== Work to be completed ==
An exact copy of all the data below is needed, without its pictures.

== Record set ==
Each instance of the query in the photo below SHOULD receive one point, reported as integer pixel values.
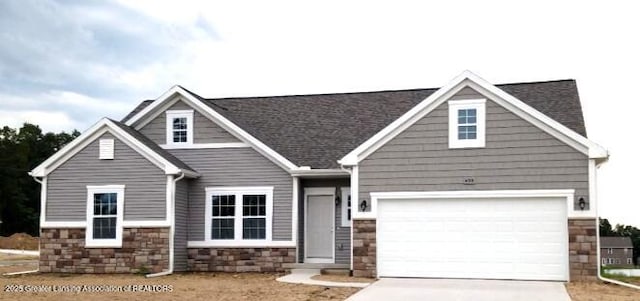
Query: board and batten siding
(517, 156)
(204, 130)
(233, 167)
(181, 225)
(145, 183)
(342, 234)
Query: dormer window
(467, 123)
(180, 127)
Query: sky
(66, 64)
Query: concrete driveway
(407, 289)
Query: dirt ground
(19, 241)
(599, 291)
(191, 286)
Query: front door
(319, 224)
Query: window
(345, 198)
(467, 123)
(180, 127)
(236, 215)
(254, 216)
(106, 149)
(104, 216)
(223, 212)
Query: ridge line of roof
(366, 92)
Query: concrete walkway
(303, 276)
(461, 290)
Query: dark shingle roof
(154, 147)
(317, 130)
(137, 109)
(615, 242)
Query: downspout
(172, 230)
(39, 220)
(349, 170)
(598, 251)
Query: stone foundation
(583, 256)
(364, 248)
(143, 250)
(237, 260)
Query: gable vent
(106, 149)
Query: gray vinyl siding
(145, 184)
(518, 155)
(236, 167)
(343, 234)
(181, 225)
(204, 130)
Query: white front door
(320, 211)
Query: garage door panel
(522, 238)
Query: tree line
(20, 151)
(621, 230)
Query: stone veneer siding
(364, 248)
(582, 249)
(143, 250)
(583, 256)
(239, 260)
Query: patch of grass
(605, 272)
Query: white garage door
(515, 238)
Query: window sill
(240, 244)
(103, 244)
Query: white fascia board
(355, 156)
(98, 129)
(468, 78)
(558, 130)
(156, 103)
(218, 119)
(41, 170)
(302, 172)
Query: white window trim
(238, 192)
(480, 106)
(171, 114)
(345, 192)
(107, 149)
(90, 242)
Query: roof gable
(161, 158)
(468, 79)
(151, 110)
(317, 130)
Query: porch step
(319, 266)
(341, 272)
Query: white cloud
(47, 120)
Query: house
(616, 251)
(471, 180)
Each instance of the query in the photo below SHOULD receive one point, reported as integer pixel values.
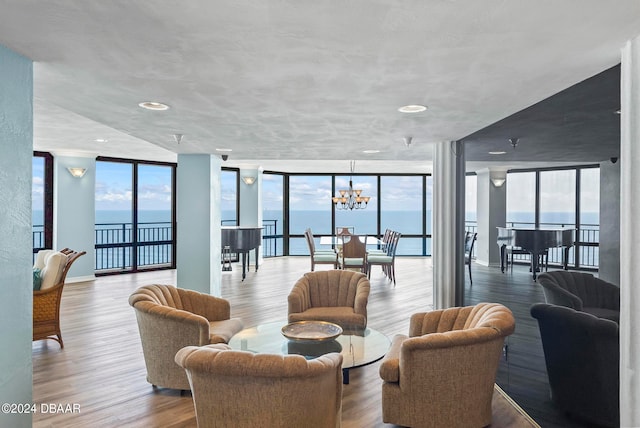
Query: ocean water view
(364, 221)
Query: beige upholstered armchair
(443, 373)
(50, 272)
(242, 389)
(171, 318)
(338, 296)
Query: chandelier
(350, 198)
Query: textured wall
(16, 283)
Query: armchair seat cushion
(338, 296)
(341, 315)
(222, 331)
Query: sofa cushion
(610, 314)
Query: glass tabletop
(358, 347)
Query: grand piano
(536, 241)
(241, 240)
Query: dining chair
(354, 252)
(386, 261)
(326, 257)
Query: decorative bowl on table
(311, 331)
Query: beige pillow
(52, 271)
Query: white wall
(16, 280)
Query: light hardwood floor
(102, 369)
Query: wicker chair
(443, 373)
(245, 390)
(54, 266)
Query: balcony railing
(115, 247)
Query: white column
(492, 213)
(251, 202)
(198, 260)
(630, 236)
(16, 295)
(74, 211)
(448, 224)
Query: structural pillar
(251, 203)
(16, 254)
(198, 260)
(630, 235)
(74, 207)
(448, 224)
(492, 213)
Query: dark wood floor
(102, 369)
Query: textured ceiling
(294, 85)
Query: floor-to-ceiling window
(361, 221)
(558, 198)
(273, 214)
(309, 207)
(398, 202)
(401, 208)
(521, 199)
(42, 201)
(135, 215)
(229, 184)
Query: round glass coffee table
(358, 347)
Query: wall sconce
(498, 182)
(77, 172)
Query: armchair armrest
(210, 307)
(390, 366)
(362, 298)
(298, 299)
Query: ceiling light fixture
(498, 182)
(152, 105)
(77, 172)
(350, 199)
(412, 108)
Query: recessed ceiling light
(152, 105)
(412, 108)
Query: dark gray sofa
(582, 357)
(582, 292)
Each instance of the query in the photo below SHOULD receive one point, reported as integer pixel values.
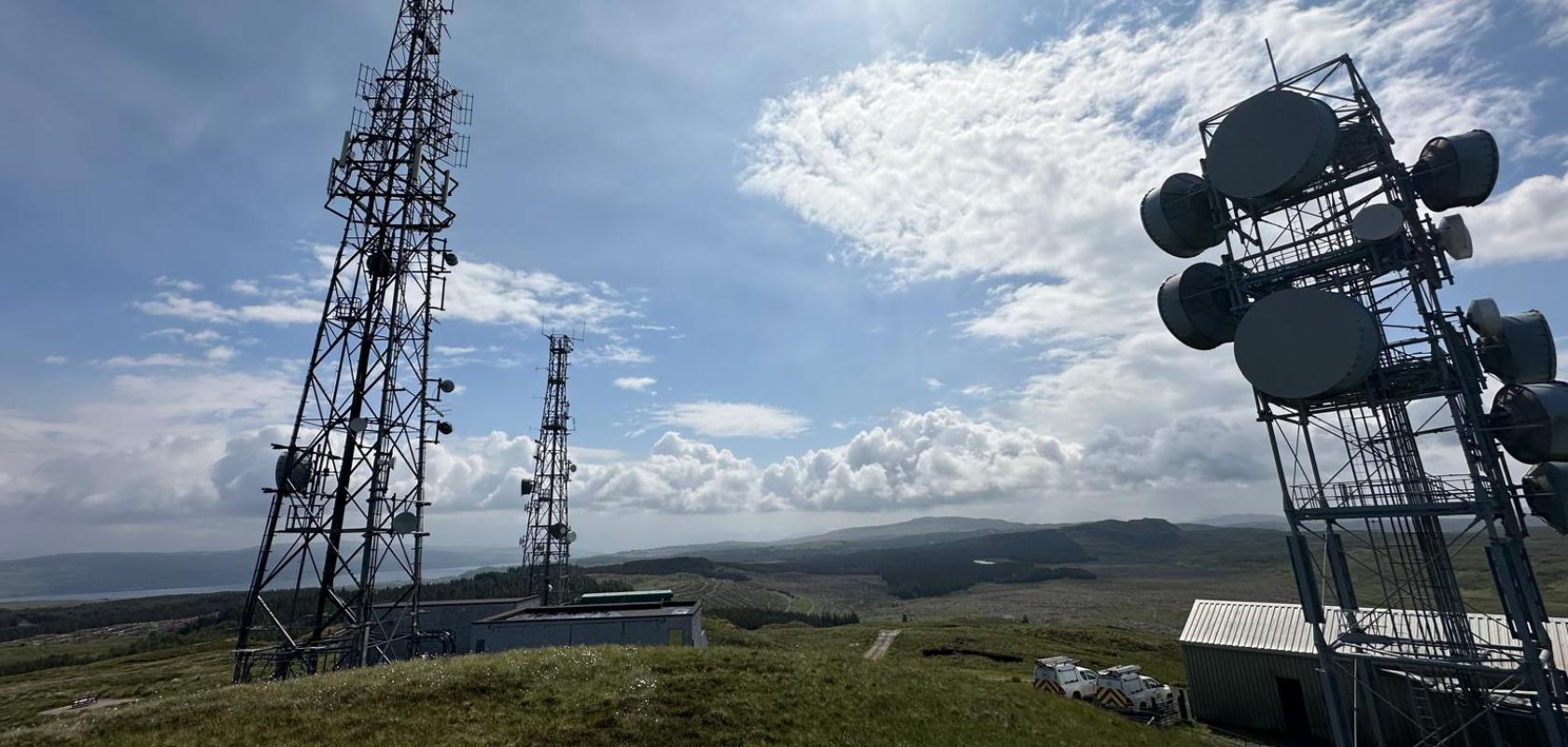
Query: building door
(1293, 703)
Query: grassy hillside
(777, 686)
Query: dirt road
(880, 645)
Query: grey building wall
(643, 631)
(1239, 687)
(460, 620)
(458, 617)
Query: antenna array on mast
(1328, 289)
(546, 546)
(338, 576)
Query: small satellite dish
(1197, 306)
(1547, 493)
(292, 472)
(1531, 421)
(1272, 145)
(1454, 237)
(380, 264)
(1360, 143)
(1523, 352)
(1303, 344)
(405, 523)
(1484, 317)
(1457, 172)
(1377, 223)
(1181, 216)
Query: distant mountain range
(919, 530)
(131, 573)
(119, 573)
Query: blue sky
(850, 262)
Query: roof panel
(1283, 628)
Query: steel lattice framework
(1363, 504)
(546, 546)
(345, 529)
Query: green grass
(772, 686)
(145, 675)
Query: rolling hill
(784, 686)
(83, 573)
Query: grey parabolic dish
(1533, 421)
(1377, 223)
(1457, 172)
(1272, 145)
(1180, 216)
(1305, 343)
(1197, 308)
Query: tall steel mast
(347, 509)
(548, 542)
(1366, 382)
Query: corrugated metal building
(1254, 666)
(647, 624)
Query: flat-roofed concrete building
(458, 615)
(645, 624)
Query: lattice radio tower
(338, 576)
(546, 546)
(1328, 289)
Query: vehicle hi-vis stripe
(1112, 698)
(1048, 684)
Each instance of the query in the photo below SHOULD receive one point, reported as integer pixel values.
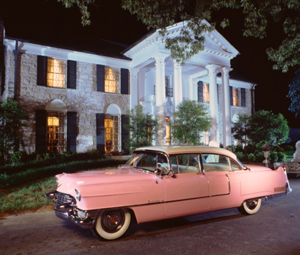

== Solution to this exercise ==
Each instance of the query in the photo below SHOULD receive one point, reported as integer pixel values.
Query: board and batten siding
(517, 156)
(204, 130)
(233, 167)
(181, 225)
(145, 183)
(342, 234)
Query: dormer window
(467, 123)
(180, 127)
Query: sky
(66, 64)
Query: concrete driveway
(407, 289)
Query: dirt ground
(19, 241)
(599, 291)
(191, 286)
Query: front door
(319, 224)
Query: window
(345, 198)
(467, 123)
(180, 127)
(236, 215)
(254, 216)
(106, 149)
(104, 216)
(223, 212)
Query: ridge line of roof
(366, 92)
Query: concrete walkway
(303, 276)
(461, 290)
Query: dark shingle roof
(154, 147)
(317, 130)
(137, 109)
(615, 242)
Query: downspout
(172, 230)
(39, 220)
(349, 170)
(598, 251)
Query: stone foundation
(583, 256)
(364, 248)
(143, 250)
(237, 260)
Query: gable vent
(106, 149)
Query: gray vinyl siding
(145, 184)
(518, 155)
(236, 167)
(343, 234)
(181, 225)
(204, 130)
Query: white front door
(320, 211)
Query: garage door panel
(522, 238)
Query: tree line
(20, 151)
(621, 230)
Query: stone veneer siding
(364, 248)
(582, 249)
(143, 250)
(583, 256)
(239, 260)
Query: patch of grass
(605, 272)
Query: white garage door
(515, 238)
Query: window sill
(240, 244)
(103, 244)
Query: white fascia board
(355, 156)
(98, 129)
(468, 78)
(558, 130)
(156, 103)
(218, 119)
(41, 170)
(302, 172)
Query: white window trim
(238, 192)
(480, 106)
(171, 114)
(345, 192)
(107, 149)
(90, 242)
Query: roof gable
(161, 158)
(468, 79)
(151, 110)
(317, 130)
Query: porch step
(319, 266)
(341, 272)
Query: white cloud
(47, 120)
Query: house
(616, 251)
(471, 180)
Each instance of the query in the photo below SHOULD receive one point, reported as integer pixel values.
Query: ocean water view
(364, 221)
Query: beige upholstered armchair
(443, 373)
(50, 272)
(242, 389)
(171, 318)
(338, 296)
Query: chandelier
(350, 198)
Query: textured wall
(16, 283)
Query: armchair seat cushion
(338, 296)
(341, 315)
(222, 331)
Query: sofa cushion
(610, 314)
Query: glass tabletop
(358, 347)
Query: grand piano
(536, 241)
(241, 240)
Query: dining chair
(354, 252)
(386, 261)
(326, 257)
Query: decorative bowl on table
(311, 331)
Query: beige pillow
(52, 271)
Query: white wall
(16, 280)
Query: light hardwood floor
(102, 369)
Query: wicker chair
(443, 373)
(245, 390)
(54, 266)
Query: balcony railing
(115, 247)
Query: white column
(492, 213)
(251, 202)
(198, 260)
(630, 236)
(16, 295)
(74, 211)
(448, 224)
Query: structural pillar
(251, 203)
(16, 254)
(198, 260)
(630, 235)
(74, 207)
(448, 224)
(492, 213)
Query: dark wood floor
(102, 369)
Query: textured ceiling
(294, 85)
Query: floor-to-ceiling window
(361, 221)
(558, 198)
(273, 214)
(309, 207)
(398, 202)
(401, 208)
(521, 199)
(42, 201)
(135, 215)
(229, 184)
Query: round glass coffee table
(358, 347)
Query: wall sconce
(498, 182)
(77, 172)
Query: armchair armrest
(210, 307)
(390, 366)
(362, 298)
(298, 299)
Query: ceiling light fixture
(498, 182)
(152, 105)
(77, 172)
(350, 199)
(412, 108)
Query: recessed ceiling light
(152, 105)
(412, 108)
Query: dark gray sofa
(582, 357)
(582, 292)
Each instance of the query in the photo below SHOULD receive one point, reported as integer pixel values.
Query: building door
(1293, 703)
Query: grassy hillside
(777, 686)
Query: dirt road
(880, 645)
Query: grey building wall
(643, 631)
(1239, 687)
(460, 620)
(458, 617)
Query: antenna array on mast
(1328, 289)
(546, 546)
(338, 576)
Query: small satellite dish
(1197, 306)
(1547, 493)
(292, 472)
(1531, 421)
(1272, 145)
(1454, 237)
(380, 264)
(1360, 143)
(1523, 352)
(1303, 344)
(405, 523)
(1484, 317)
(1457, 172)
(1377, 223)
(1181, 216)
Query: distant mountain range
(919, 530)
(131, 573)
(119, 573)
Query: blue sky
(850, 262)
Query: roof panel
(1283, 628)
Query: steel lattice framework
(1363, 504)
(546, 546)
(345, 529)
Query: green grass
(772, 686)
(145, 675)
Query: rolling hill
(784, 686)
(83, 573)
Query: grey parabolic dish
(1533, 421)
(1377, 223)
(1457, 172)
(1272, 145)
(1180, 216)
(1305, 343)
(1197, 308)
Query: tall steel mast
(347, 509)
(548, 542)
(1366, 382)
Query: corrugated metal building
(1254, 666)
(647, 624)
Query: flat-roofed concrete building
(458, 615)
(645, 624)
Query: lattice radio tower
(338, 576)
(546, 546)
(1328, 289)
Query: vehicle hi-vis stripe
(1112, 698)
(1048, 684)
Each instance of the query in the photo below SHOULD receive one point, reported as integer pixel values.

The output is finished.